<<<<

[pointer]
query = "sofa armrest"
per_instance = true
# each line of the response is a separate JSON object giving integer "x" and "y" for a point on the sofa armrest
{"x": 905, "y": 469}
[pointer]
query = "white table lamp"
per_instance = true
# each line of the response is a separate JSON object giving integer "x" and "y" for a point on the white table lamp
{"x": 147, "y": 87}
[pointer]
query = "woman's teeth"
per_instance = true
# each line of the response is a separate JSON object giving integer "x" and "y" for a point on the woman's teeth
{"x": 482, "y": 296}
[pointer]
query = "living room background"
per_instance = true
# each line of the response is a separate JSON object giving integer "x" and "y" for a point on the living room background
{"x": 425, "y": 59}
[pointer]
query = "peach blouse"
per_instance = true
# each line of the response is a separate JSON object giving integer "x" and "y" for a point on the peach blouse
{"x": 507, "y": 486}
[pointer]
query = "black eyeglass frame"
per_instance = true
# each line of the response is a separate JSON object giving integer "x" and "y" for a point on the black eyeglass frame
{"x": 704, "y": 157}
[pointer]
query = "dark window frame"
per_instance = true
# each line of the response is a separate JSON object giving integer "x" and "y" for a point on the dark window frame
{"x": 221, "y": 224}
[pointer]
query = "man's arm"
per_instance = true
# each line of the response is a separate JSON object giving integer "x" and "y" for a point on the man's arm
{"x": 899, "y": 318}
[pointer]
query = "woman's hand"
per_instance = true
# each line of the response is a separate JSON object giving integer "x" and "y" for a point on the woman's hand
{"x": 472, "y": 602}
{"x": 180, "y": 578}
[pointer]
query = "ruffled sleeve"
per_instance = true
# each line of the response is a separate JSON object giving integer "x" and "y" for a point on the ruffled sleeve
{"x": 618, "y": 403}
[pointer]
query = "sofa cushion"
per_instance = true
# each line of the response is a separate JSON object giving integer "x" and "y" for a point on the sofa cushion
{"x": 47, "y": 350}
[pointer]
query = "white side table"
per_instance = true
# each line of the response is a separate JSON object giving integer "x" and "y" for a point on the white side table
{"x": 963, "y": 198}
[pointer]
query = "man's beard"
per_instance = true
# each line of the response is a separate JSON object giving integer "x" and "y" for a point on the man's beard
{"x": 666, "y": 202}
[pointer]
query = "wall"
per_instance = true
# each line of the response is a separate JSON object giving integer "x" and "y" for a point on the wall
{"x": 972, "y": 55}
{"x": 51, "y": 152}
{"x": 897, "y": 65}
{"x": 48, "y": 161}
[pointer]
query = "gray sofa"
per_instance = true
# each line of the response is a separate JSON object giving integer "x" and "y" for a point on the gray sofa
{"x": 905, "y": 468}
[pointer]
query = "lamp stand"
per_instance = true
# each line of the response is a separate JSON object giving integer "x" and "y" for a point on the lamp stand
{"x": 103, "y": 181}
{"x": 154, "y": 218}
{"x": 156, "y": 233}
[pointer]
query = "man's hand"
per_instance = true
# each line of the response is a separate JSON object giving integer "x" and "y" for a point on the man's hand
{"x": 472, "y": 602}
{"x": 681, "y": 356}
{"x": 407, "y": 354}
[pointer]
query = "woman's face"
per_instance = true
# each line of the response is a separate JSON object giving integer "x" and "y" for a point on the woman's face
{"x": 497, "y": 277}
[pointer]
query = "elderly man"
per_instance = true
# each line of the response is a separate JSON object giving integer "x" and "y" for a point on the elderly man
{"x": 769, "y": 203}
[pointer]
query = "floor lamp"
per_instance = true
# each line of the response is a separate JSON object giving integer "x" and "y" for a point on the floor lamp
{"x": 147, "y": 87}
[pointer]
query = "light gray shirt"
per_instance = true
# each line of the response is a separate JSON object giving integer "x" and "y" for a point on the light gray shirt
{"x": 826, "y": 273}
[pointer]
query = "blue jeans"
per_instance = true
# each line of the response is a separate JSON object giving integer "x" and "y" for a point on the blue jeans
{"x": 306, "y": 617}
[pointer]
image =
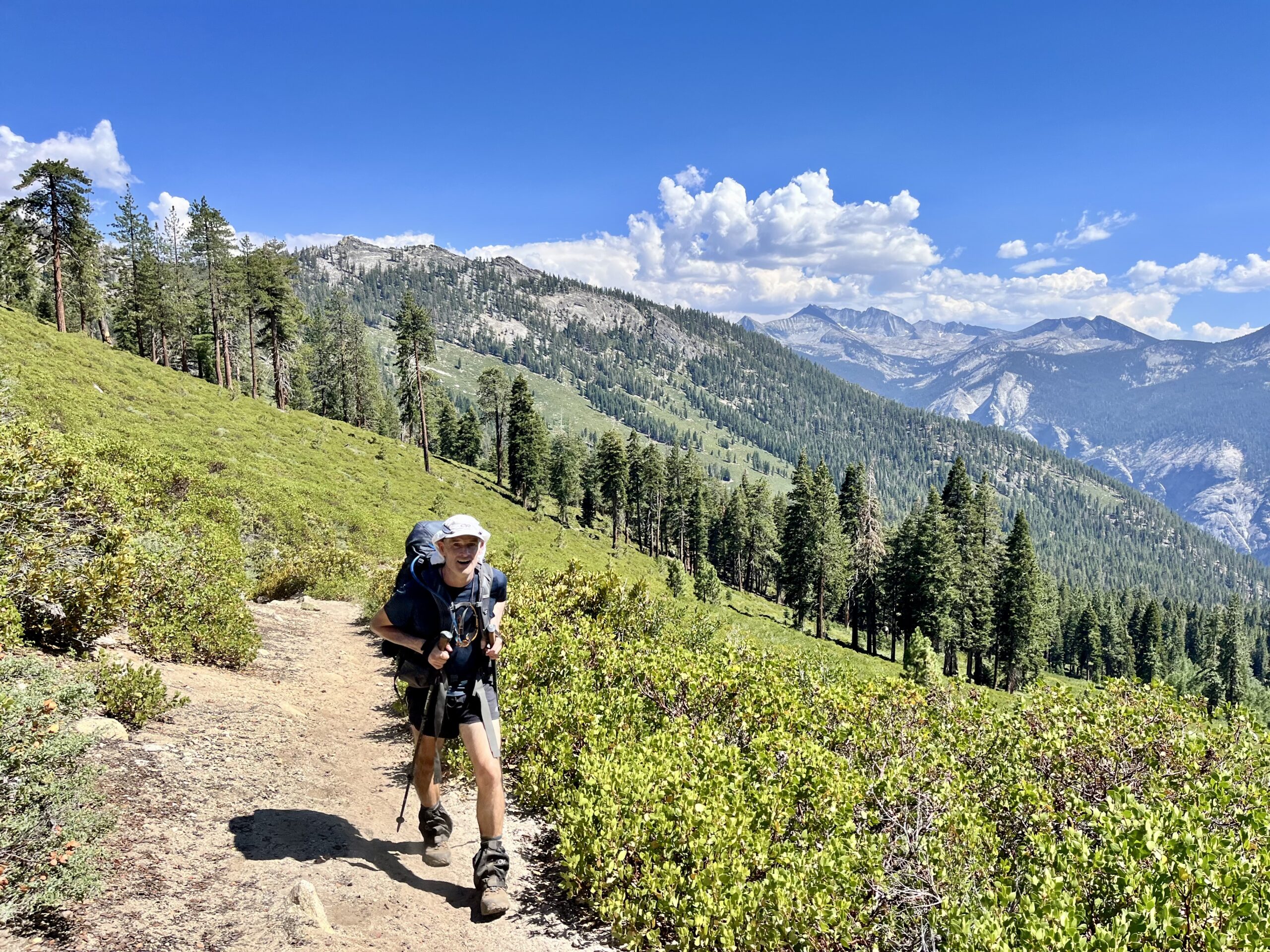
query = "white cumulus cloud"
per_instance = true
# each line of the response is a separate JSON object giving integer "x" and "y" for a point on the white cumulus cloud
{"x": 97, "y": 154}
{"x": 1087, "y": 232}
{"x": 1203, "y": 330}
{"x": 1040, "y": 264}
{"x": 726, "y": 252}
{"x": 693, "y": 177}
{"x": 722, "y": 250}
{"x": 1251, "y": 276}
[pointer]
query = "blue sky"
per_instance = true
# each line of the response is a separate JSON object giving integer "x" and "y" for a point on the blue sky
{"x": 1123, "y": 145}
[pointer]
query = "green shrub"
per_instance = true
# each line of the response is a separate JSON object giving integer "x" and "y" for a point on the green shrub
{"x": 717, "y": 795}
{"x": 190, "y": 599}
{"x": 134, "y": 695}
{"x": 51, "y": 818}
{"x": 10, "y": 625}
{"x": 319, "y": 572}
{"x": 108, "y": 534}
{"x": 65, "y": 561}
{"x": 379, "y": 590}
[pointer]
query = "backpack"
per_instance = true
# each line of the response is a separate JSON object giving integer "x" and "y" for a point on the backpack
{"x": 421, "y": 552}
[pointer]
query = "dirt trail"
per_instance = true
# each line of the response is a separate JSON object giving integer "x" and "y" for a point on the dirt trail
{"x": 294, "y": 770}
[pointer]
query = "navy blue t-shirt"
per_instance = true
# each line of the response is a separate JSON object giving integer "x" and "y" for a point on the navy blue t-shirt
{"x": 416, "y": 611}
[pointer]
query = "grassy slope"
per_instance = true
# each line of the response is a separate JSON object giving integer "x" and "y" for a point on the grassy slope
{"x": 303, "y": 477}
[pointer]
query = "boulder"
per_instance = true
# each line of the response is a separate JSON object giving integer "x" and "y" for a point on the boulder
{"x": 307, "y": 905}
{"x": 102, "y": 728}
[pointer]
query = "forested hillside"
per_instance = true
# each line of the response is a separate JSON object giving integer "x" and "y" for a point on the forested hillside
{"x": 659, "y": 370}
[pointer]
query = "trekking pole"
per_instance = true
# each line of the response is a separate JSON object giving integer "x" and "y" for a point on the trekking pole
{"x": 409, "y": 780}
{"x": 444, "y": 644}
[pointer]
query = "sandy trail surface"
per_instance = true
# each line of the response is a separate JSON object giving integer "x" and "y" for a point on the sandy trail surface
{"x": 294, "y": 770}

>>>>

* **WHAT TO PRODUCE**
Transcribe the listing in full. Leave the pictures out.

* **TASK SOLUTION**
[pointer]
query = "sofa armrest"
per_instance = true
# each line of the response is a separate JSON object giving integer "x" and "y" for a point on the sofa armrest
{"x": 905, "y": 469}
[pointer]
query = "white table lamp"
per_instance = true
# each line of the response is a separate JSON object giving integer "x" and "y" for a point on the white table lamp
{"x": 147, "y": 87}
[pointer]
query = "woman's teeth"
per_instance = true
# each line of the response is a separate JSON object giving integer "x" and "y" for a point on the woman's teeth
{"x": 482, "y": 296}
[pointer]
query = "living room background"
per_instance = true
# each line of the response is a separate JSON object giving integer "x" and "y" for a point on the living room background
{"x": 425, "y": 59}
[pointer]
query = "peach blouse"
per_instance = true
# each line of the response is a separate JSON object giving integer "x" and "y" for a point on the peach blouse
{"x": 507, "y": 486}
[pointer]
query = "black eyeglass frame"
per_instance = true
# each line of the response is a separate JSON object giving integer "x" and "y" for a point on the black eyeglass frame
{"x": 704, "y": 157}
[pointer]
query = "dark window frame"
per_instance = true
# each line of the response is a separate JSON object giving integer "x" and "y" for a point on the dark window frame
{"x": 221, "y": 224}
[pointer]
query = "man's arm"
per_instance = true
# each line of the response is a separate JSON object giving integer "x" and "y" for a point on the man's arm
{"x": 899, "y": 318}
[pointer]
query = "woman's hand"
per_instance = true
# each line of the response is a separate JSON object giving integer "x" and "y" for a point on the woman's hand
{"x": 472, "y": 602}
{"x": 180, "y": 578}
[pointer]
query = "ruffled sleeve"
per_instance = true
# each line of the response is a separate JSON object giving integer "x" and "y" for a point on the ruffled sleeve
{"x": 618, "y": 403}
[pointer]
query = "sofa cushion"
per_instance = true
# each line of the response is a separate JSON object giving integer "x" and "y" for a point on the sofa cushion
{"x": 47, "y": 350}
[pointer]
query = "white side table"
per_instance = true
# each line of the response is a separate JSON object giving integer "x" and "y" for a point on the white side table
{"x": 963, "y": 198}
[pointer]
query = "man's beard"
per_instance = true
# each line of the response is a separate JSON object giving integer "x" and "y" for a point on the man's beard
{"x": 666, "y": 202}
[pointer]
query = "wall"
per_instance = true
# each line of the response is a separate JSON object giving integer "x" and "y" for a point on the wall
{"x": 972, "y": 55}
{"x": 51, "y": 152}
{"x": 897, "y": 65}
{"x": 48, "y": 161}
[pointer]
query = "gray sofa"
per_instance = true
# each line of the response is a separate JSON object giving integer "x" and "y" for a point on the gray sofa
{"x": 905, "y": 468}
[pointer]
query = "lamp stand"
per_instance = true
# each line of the response is a separate JSON object giving integer "x" and "y" for a point on the lamp stand
{"x": 103, "y": 181}
{"x": 154, "y": 218}
{"x": 156, "y": 233}
[pointer]
query = "man's hand"
per_instance = true
# each line of the response is a separate JSON object giving integer "x" and "y" for a point on the man's hand
{"x": 472, "y": 602}
{"x": 681, "y": 356}
{"x": 407, "y": 354}
[pointer]
query = "woman's face"
per_instance = true
# each line of the response is a separate JSON object giving integer "x" and "y" for a point on the woman's face
{"x": 497, "y": 277}
[pointer]
query = "elderly man"
per_instance = true
# each line of the response is a separate JSON object giving integer "x" and "y" for a point on the elderly man
{"x": 769, "y": 203}
[pointer]
query = "floor lamp"
per_instance = true
# each line of the response is a separate JSON object giving integer "x" and "y" for a point on the floor lamp
{"x": 147, "y": 87}
[pointer]
query = "light gray shirt"
per_instance = true
# each line of the response is a separate JSON object giving integer "x" and "y" for a point on the light gray shirt
{"x": 826, "y": 273}
[pointer]
query = "blue jeans"
per_instance = true
# each line of the response is a separate JSON object giving integer "x" and "y" for a point on the blue jeans
{"x": 306, "y": 617}
[pointer]
image =
query = "white cumulus cloud"
per_instance = true
# each line of the response is a separate JSON object giving integer "x" and "y" for a point on the white cumulus cloud
{"x": 97, "y": 154}
{"x": 1087, "y": 232}
{"x": 1203, "y": 330}
{"x": 1040, "y": 264}
{"x": 726, "y": 252}
{"x": 693, "y": 177}
{"x": 722, "y": 250}
{"x": 1251, "y": 276}
[pointer]
query = "blue sky"
per_instance = true
# each line of the response is a separate JSON object giving integer "x" and "y" for a point on the blue sky
{"x": 1123, "y": 145}
[pointer]
query = "green shrub"
per_instance = true
# each line of the response is a separate JSON object giving integer "x" and "y" for a point on the green shrub
{"x": 717, "y": 795}
{"x": 190, "y": 599}
{"x": 134, "y": 695}
{"x": 51, "y": 818}
{"x": 10, "y": 625}
{"x": 319, "y": 572}
{"x": 108, "y": 534}
{"x": 65, "y": 561}
{"x": 379, "y": 590}
[pointer]
query = "backpack"
per_instance = true
# each line of the response is a separate JSON object giving integer "x" and "y" for a point on the backpack
{"x": 421, "y": 552}
[pointer]
query = "dirt trail"
per_instance = true
# each line of the response is a separate JSON object giving integer "x" and "y" for a point on the dirt trail
{"x": 294, "y": 770}
[pointer]
query = "navy blue t-shirt"
per_instance = true
# each line of the response is a separate JSON object giving integer "x" and "y" for a point on the navy blue t-shirt
{"x": 416, "y": 611}
[pointer]
query = "grassy slope"
per_instance = true
# each line of the response is a separate JSON object giving integer "x" and "y" for a point on the grassy slope
{"x": 303, "y": 477}
[pointer]
query = "boulder"
per_instance = true
# each line of the response is a separate JSON object giving integer "x" and "y" for a point on the boulder
{"x": 307, "y": 905}
{"x": 102, "y": 728}
[pointer]
query = "forested hillside"
per_instance = true
# each line of the response is a separate JSON object giving integer "x" and "y" for a point on the forested hillside
{"x": 659, "y": 370}
[pointer]
query = "trekking pole"
per_instance = true
# each line of the response is a separate JSON object giving integer "x" and "y" for a point on the trekking pole
{"x": 409, "y": 780}
{"x": 444, "y": 644}
[pointer]
query = "sandy trail surface"
per_instance = true
# each line of the response is a separate JSON object giving integer "x" and "y" for a point on the sandy trail surface
{"x": 294, "y": 770}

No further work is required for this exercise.